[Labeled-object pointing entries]

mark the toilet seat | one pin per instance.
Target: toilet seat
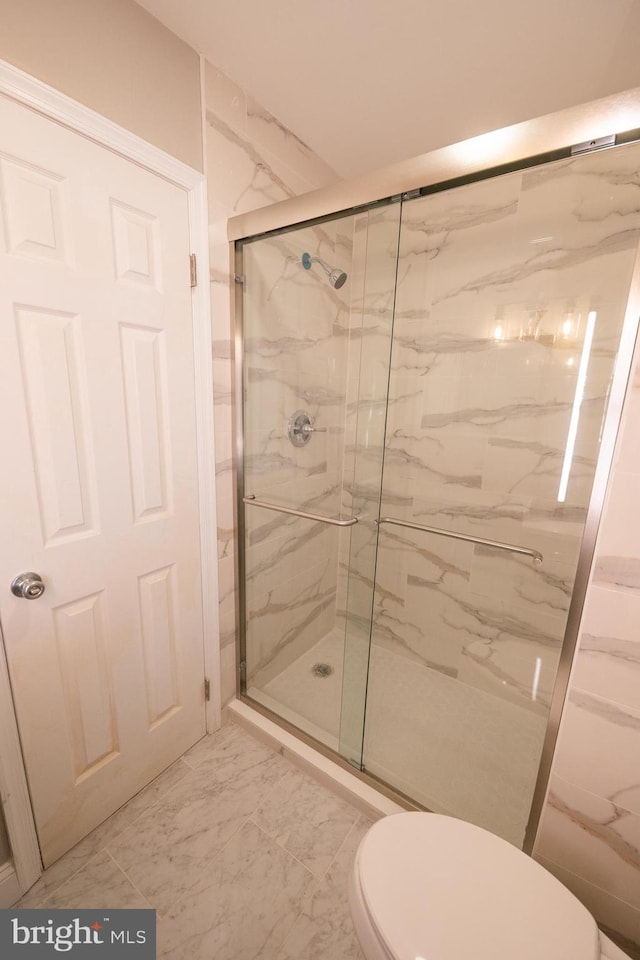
(430, 887)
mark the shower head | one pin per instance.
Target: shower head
(336, 276)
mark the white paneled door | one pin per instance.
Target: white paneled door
(98, 478)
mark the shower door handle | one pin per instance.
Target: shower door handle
(251, 500)
(497, 544)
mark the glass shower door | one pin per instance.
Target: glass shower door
(510, 303)
(317, 314)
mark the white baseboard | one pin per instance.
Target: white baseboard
(9, 887)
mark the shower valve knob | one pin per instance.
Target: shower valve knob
(299, 428)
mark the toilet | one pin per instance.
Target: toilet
(430, 887)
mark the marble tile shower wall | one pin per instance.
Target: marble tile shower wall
(296, 345)
(590, 831)
(496, 282)
(252, 161)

Your instructions:
Can you render the lines from the one containing "mark the shower door" through the end of the records, both ends included, as a numbered list with blank lines left out?

Final result:
1. mark the shower door handle | one pin per instance.
2. Target: shower door handle
3. (251, 500)
4. (497, 544)
5. mark the glass shower door | one pin per instance.
6. Target: glass shower door
7. (510, 303)
8. (317, 314)
9. mark the white baseboard | one pin per instance.
10. Target: white baseboard
11. (9, 887)
12. mark the shower valve knob | one pin per instance.
13. Target: shower valve knob
14. (299, 428)
15. mark the toilet | one pin per instance.
16. Target: toilet
17. (430, 887)
18. mark the marble tile shower wall | one pin per instance.
19. Target: marble tile shower wall
20. (296, 345)
21. (590, 831)
22. (496, 282)
23. (252, 161)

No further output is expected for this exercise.